Please copy the entries word for word, everything from the line containing "Given the image below, detect blonde" down to the line containing "[95,192,130,211]", with both of those lines included.

===============

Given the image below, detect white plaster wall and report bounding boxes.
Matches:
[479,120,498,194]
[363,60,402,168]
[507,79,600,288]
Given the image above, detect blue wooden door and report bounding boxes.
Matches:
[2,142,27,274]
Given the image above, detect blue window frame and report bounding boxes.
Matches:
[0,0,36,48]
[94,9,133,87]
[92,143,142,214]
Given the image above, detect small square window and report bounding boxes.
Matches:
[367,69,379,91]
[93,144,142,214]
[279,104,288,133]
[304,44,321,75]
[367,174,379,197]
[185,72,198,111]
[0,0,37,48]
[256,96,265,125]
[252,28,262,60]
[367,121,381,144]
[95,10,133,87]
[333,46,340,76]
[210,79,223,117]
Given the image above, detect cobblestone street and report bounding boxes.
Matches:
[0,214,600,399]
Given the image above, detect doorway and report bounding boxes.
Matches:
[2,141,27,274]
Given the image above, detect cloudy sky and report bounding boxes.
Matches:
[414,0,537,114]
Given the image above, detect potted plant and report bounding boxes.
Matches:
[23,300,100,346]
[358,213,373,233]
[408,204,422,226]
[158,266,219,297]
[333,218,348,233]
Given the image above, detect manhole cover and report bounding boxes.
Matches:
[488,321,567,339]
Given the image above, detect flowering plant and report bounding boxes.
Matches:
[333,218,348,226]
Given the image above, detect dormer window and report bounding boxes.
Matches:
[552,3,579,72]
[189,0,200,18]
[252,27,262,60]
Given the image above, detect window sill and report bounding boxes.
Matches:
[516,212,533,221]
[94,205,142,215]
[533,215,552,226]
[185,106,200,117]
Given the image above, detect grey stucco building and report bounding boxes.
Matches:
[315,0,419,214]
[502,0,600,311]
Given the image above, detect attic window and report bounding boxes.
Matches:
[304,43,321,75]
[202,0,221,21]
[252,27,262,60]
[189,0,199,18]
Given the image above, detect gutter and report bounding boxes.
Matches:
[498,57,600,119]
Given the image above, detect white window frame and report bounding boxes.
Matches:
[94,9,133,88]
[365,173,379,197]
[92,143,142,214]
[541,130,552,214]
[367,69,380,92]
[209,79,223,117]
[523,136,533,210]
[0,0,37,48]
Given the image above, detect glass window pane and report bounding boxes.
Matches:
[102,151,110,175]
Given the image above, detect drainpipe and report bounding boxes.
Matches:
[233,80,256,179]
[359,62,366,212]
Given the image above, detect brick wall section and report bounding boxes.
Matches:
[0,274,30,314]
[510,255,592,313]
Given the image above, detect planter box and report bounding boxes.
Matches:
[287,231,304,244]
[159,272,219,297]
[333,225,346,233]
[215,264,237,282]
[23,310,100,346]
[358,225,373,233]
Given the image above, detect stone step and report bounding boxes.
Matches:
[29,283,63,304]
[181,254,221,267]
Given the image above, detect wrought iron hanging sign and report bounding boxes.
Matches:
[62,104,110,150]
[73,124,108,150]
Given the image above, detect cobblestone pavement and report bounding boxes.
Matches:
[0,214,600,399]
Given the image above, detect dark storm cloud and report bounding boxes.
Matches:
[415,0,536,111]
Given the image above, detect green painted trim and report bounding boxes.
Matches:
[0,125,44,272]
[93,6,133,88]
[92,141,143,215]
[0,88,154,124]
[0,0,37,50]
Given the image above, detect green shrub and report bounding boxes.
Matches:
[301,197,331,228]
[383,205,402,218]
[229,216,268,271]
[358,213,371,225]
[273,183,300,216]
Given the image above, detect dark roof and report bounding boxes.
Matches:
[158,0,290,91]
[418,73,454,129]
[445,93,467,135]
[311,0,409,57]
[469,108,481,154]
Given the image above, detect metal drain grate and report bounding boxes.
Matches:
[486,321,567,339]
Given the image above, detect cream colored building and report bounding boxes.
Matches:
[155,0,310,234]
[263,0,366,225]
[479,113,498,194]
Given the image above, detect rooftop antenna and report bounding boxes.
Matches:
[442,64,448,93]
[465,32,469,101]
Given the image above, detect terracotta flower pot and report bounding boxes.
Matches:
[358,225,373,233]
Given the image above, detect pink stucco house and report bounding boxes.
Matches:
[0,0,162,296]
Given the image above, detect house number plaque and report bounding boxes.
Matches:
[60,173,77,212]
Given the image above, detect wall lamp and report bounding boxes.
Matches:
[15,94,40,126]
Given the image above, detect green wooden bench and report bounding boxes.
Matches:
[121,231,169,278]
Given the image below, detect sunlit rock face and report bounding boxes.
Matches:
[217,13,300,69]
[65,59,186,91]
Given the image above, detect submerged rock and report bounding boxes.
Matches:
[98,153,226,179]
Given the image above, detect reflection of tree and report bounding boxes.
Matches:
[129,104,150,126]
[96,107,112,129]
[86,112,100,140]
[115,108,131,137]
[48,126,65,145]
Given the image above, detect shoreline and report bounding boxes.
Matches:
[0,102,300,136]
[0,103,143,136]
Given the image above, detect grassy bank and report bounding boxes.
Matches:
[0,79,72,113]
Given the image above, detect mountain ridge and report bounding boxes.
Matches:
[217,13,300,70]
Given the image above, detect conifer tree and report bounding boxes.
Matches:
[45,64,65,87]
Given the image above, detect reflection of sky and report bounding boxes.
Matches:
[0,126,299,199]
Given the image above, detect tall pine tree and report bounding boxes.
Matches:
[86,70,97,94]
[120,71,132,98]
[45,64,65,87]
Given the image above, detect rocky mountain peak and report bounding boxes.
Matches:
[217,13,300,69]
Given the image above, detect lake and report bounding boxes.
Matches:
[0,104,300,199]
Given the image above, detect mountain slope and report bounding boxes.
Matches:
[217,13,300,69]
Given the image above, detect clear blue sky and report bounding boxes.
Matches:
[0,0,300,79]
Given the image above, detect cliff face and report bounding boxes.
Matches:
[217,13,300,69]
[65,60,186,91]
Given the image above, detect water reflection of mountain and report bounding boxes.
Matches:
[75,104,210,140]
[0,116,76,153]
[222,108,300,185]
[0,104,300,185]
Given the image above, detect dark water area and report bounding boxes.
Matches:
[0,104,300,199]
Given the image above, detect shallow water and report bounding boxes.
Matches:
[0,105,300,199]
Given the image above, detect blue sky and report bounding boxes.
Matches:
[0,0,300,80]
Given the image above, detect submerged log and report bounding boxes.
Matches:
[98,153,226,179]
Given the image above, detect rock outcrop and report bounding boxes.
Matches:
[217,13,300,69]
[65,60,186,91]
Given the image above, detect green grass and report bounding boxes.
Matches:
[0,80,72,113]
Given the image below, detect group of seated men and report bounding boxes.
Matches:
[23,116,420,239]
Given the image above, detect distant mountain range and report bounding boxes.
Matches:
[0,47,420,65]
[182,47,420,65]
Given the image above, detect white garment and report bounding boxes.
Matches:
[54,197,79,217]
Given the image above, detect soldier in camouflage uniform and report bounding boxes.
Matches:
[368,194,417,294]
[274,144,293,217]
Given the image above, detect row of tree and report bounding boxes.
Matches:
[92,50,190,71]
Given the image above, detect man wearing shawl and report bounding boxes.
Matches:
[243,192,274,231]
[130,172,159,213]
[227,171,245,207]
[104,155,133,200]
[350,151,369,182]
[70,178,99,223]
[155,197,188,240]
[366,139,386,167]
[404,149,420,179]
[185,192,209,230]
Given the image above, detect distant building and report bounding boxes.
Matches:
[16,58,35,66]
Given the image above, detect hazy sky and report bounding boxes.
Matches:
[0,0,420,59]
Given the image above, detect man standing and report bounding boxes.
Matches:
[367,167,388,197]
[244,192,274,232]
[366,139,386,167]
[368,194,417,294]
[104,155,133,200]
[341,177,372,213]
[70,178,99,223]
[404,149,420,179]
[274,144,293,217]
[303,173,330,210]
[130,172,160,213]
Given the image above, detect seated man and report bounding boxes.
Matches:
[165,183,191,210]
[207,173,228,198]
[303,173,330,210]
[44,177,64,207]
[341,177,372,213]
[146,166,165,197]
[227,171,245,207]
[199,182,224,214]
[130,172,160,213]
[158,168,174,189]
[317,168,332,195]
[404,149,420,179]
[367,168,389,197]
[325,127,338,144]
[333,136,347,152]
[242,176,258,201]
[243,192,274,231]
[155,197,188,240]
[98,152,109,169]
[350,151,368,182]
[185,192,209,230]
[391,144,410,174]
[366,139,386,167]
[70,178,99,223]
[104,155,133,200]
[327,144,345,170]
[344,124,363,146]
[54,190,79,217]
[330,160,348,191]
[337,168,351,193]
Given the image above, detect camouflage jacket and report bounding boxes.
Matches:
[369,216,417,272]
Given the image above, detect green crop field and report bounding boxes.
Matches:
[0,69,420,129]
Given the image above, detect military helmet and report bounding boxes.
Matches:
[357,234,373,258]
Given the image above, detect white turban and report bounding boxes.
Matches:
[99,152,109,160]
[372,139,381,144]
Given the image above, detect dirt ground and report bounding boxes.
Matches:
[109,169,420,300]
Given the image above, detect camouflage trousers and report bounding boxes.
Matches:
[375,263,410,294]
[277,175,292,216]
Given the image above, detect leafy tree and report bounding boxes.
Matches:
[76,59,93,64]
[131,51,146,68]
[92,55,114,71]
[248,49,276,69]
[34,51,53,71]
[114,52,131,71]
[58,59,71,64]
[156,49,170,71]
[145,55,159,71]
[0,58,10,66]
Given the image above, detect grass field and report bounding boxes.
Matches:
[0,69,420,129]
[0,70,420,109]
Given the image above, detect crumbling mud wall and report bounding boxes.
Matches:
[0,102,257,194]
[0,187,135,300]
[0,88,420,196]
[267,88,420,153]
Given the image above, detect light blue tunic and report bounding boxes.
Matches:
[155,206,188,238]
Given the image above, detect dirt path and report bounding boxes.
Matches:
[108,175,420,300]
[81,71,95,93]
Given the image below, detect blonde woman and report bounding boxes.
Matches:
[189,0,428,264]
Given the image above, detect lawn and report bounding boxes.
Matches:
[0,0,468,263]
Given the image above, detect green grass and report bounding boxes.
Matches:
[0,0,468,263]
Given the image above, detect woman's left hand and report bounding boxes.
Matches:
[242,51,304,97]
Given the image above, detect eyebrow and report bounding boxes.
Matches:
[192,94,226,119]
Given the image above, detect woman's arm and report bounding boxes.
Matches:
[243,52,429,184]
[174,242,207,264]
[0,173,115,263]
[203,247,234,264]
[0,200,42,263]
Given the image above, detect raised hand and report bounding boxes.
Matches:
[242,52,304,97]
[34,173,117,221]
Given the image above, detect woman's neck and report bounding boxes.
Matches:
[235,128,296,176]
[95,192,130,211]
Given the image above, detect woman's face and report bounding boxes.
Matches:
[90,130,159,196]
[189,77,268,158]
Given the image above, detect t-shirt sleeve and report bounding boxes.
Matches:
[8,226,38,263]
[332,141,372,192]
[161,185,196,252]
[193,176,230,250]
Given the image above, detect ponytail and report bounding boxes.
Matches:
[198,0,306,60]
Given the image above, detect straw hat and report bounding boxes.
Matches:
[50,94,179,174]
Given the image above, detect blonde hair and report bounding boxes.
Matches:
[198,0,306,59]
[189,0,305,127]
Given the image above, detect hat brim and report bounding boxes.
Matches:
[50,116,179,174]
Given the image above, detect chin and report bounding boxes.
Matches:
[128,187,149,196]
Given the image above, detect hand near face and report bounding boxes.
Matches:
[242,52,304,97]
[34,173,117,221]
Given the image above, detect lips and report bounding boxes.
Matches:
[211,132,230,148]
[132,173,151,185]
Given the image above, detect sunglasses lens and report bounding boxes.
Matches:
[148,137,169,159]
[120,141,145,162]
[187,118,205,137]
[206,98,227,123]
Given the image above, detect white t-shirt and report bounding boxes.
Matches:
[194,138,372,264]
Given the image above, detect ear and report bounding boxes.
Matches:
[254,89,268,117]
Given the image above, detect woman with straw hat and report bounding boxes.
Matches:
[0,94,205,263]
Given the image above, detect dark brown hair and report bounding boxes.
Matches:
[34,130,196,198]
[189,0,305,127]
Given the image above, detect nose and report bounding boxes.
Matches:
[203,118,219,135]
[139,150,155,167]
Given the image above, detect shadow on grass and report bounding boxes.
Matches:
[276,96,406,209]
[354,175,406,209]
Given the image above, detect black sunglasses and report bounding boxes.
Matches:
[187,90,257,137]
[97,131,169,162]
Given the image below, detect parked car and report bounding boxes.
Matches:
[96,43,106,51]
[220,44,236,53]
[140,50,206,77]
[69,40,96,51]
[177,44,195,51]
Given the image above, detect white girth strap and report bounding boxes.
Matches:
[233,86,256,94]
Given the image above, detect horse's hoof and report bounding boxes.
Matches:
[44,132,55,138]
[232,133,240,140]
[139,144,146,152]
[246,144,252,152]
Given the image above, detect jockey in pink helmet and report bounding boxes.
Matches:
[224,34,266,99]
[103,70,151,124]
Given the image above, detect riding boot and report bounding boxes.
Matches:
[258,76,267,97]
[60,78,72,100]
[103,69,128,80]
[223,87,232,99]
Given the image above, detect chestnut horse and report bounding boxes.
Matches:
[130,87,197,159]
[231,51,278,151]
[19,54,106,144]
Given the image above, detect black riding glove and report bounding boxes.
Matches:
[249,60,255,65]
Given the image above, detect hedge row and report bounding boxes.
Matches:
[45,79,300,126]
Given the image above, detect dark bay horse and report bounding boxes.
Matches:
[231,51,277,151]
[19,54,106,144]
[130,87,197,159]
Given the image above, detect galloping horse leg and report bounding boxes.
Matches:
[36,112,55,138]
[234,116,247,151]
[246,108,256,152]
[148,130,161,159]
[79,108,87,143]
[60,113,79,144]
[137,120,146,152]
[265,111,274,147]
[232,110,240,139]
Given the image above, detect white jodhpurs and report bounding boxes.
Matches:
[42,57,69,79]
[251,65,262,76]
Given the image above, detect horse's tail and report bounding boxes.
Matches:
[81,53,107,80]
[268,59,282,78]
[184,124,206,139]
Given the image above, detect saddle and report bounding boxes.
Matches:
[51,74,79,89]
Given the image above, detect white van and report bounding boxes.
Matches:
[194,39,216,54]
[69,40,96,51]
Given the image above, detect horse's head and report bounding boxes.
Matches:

===============

TASK RESPONSE —
Given the image below, detect blonde woman and report bounding boxes.
Matches:
[189,0,428,264]
Given the image above, detect lawn and report bounding boxes.
Matches:
[0,0,468,263]
Given the image above, detect green grass and report bounding boxes.
Matches:
[0,0,468,263]
Given the image above, detect woman's left hand and report bounding boxes.
Matches:
[242,51,304,97]
Given the image above, detect eyebrow and report bounding boxes.
Matches:
[192,94,226,119]
Given the image above, detect woman's arm and report bounding boxes.
Matches:
[243,52,429,184]
[174,242,207,264]
[0,173,115,263]
[203,247,234,264]
[0,200,42,263]
Given the image above, detect raised hand and report bounding boxes.
Matches:
[242,52,304,97]
[34,173,117,221]
Given the image above, detect woman's neck and report bounding boxes.
Matches:
[235,128,296,176]
[95,192,130,211]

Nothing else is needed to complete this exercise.